─── Source records

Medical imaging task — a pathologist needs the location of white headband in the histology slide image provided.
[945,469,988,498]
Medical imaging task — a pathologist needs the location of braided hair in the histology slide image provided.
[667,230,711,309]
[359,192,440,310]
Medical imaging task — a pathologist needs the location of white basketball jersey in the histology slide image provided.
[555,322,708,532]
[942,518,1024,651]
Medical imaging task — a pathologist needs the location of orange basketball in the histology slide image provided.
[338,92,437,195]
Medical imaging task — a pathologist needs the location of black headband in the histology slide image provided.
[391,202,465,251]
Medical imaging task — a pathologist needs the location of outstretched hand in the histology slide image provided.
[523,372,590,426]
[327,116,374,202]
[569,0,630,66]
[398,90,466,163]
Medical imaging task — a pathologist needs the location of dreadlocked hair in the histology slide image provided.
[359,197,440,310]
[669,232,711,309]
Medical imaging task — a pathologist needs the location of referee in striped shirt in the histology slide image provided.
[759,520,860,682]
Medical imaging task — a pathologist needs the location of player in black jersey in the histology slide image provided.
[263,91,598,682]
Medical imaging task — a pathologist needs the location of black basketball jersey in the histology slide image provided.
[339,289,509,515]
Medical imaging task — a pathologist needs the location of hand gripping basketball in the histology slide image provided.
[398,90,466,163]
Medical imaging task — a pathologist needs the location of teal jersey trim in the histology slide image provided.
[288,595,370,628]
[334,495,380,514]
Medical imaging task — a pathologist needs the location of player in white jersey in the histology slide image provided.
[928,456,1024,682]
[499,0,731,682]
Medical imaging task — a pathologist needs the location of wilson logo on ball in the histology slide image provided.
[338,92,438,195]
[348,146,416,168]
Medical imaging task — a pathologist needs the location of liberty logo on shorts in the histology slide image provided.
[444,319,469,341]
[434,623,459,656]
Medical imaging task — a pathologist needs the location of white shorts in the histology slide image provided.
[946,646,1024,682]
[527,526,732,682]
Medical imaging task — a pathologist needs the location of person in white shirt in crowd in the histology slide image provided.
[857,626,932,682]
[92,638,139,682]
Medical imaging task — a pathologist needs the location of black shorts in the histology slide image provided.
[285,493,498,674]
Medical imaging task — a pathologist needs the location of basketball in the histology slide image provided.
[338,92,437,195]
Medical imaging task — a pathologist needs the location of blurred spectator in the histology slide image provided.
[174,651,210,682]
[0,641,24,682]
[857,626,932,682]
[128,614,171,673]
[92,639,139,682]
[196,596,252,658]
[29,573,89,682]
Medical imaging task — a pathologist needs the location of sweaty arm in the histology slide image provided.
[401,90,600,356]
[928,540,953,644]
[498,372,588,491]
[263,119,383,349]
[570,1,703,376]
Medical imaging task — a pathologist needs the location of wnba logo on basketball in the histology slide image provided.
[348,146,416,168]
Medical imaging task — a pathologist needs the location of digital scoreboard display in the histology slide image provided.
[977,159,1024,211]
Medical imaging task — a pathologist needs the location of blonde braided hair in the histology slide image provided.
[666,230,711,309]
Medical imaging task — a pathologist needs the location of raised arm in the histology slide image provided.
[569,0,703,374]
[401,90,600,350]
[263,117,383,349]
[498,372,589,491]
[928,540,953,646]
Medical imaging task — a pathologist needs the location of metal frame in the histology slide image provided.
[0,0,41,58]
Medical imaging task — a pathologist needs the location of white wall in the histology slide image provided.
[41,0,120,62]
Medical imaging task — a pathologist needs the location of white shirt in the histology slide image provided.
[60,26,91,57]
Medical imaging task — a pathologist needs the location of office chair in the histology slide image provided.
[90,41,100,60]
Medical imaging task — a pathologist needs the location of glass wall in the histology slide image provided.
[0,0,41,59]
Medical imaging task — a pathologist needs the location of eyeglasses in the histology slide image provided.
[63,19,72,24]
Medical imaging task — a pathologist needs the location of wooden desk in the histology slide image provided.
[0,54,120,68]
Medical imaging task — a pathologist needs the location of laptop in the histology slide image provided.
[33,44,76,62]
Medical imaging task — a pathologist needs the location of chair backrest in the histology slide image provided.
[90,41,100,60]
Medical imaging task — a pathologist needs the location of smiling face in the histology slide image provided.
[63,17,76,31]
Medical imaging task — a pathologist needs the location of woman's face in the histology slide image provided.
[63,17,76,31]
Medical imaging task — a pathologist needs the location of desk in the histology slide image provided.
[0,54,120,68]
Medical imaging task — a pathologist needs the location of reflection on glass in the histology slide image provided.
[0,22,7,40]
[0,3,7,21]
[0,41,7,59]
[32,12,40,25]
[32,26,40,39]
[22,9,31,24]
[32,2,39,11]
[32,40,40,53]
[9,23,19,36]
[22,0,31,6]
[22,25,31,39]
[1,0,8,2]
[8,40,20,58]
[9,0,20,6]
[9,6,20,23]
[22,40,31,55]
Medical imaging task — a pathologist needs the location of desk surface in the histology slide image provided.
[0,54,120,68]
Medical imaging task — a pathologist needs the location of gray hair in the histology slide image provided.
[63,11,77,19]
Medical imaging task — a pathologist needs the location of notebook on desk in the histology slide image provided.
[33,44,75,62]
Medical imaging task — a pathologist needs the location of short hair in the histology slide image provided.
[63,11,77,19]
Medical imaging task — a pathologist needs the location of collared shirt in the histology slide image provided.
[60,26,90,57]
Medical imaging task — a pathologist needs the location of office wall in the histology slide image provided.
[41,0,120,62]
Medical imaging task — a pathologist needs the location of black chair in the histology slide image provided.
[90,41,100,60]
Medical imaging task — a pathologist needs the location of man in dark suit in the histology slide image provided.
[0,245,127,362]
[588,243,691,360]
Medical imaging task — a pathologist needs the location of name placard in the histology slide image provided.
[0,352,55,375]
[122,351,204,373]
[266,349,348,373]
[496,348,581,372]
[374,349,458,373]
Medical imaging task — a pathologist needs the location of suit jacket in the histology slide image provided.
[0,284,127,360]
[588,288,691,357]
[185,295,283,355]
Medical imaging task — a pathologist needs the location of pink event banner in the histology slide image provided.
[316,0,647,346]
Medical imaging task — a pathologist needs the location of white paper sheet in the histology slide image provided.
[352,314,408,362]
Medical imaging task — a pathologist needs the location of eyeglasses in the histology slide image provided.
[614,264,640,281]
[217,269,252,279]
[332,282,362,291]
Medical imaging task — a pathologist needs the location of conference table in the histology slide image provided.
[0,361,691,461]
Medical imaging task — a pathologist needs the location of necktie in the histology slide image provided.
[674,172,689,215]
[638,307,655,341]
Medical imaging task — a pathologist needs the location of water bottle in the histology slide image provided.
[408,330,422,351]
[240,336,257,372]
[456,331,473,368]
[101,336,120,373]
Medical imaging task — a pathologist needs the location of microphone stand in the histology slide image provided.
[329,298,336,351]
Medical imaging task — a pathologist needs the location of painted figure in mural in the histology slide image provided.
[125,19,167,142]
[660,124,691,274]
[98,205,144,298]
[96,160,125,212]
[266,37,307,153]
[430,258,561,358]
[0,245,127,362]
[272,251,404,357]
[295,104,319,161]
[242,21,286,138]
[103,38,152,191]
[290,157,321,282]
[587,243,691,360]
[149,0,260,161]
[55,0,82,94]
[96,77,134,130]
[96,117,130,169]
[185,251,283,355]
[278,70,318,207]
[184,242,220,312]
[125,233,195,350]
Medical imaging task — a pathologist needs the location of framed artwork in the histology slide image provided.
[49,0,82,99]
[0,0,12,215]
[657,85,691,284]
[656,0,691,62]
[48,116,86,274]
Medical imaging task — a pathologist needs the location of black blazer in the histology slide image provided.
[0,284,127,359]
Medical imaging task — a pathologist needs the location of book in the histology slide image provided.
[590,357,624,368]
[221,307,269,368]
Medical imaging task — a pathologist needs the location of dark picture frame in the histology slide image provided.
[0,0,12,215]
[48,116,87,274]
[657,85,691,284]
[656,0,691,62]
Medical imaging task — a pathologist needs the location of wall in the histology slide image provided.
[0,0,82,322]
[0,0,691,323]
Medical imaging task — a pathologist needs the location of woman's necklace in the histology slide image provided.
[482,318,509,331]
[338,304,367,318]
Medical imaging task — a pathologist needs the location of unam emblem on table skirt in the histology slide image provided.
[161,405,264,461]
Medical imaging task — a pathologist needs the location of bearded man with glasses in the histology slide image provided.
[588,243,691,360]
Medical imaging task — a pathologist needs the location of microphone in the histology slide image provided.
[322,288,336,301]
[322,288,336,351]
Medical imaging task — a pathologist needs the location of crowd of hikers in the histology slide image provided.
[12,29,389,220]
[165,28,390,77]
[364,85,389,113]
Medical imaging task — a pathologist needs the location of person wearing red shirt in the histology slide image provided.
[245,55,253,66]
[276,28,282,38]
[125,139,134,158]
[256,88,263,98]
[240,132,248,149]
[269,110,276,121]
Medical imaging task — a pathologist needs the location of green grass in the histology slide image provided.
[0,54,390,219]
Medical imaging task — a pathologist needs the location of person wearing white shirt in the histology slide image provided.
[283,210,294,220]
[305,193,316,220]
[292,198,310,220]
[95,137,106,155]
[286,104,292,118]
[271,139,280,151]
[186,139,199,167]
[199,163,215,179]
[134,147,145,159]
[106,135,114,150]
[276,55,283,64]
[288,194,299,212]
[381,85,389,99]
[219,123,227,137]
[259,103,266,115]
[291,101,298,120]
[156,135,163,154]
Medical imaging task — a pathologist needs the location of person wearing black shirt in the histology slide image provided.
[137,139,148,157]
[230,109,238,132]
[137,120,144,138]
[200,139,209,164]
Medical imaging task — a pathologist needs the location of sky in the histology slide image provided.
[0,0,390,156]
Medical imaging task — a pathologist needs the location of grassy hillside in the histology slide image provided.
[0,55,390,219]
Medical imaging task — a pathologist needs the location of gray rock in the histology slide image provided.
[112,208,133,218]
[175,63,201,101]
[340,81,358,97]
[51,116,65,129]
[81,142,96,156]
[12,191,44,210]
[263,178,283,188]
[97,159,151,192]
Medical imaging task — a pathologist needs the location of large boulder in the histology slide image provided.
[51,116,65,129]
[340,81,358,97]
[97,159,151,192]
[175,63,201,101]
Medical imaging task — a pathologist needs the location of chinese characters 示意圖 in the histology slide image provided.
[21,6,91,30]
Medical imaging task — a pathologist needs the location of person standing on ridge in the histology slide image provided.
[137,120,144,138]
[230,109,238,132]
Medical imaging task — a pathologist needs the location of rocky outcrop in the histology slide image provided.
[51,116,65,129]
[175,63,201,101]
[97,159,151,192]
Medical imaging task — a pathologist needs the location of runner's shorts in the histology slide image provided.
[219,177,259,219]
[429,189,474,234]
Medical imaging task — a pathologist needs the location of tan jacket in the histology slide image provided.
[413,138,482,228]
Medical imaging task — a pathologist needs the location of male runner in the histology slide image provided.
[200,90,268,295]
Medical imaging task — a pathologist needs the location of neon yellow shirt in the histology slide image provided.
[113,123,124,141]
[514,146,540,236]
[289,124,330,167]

──────

=== The task ===
Copy the records above word for word, from the line that contains "black chair in the histology slide image provided." through the line that contains "[185,295,283,355]", including both of those lines.

=== Output for this exercise ===
Medical imaging task — a pathologist needs the location of black chair in the histology slide image provided.
[90,41,100,60]
Medical imaging task — a pathologist needs the location of man in dark suit in the histology slide image provided.
[0,245,127,362]
[588,243,691,360]
Medical imaging task — a pathologist needs the location of name placard in the histology slide image provided.
[0,352,55,375]
[122,351,204,373]
[266,349,348,373]
[496,348,581,372]
[374,349,458,373]
Medical imaging task — a pathologist needs the location of suit jacket in the histology slide image provided.
[0,284,127,360]
[588,288,691,357]
[185,295,283,355]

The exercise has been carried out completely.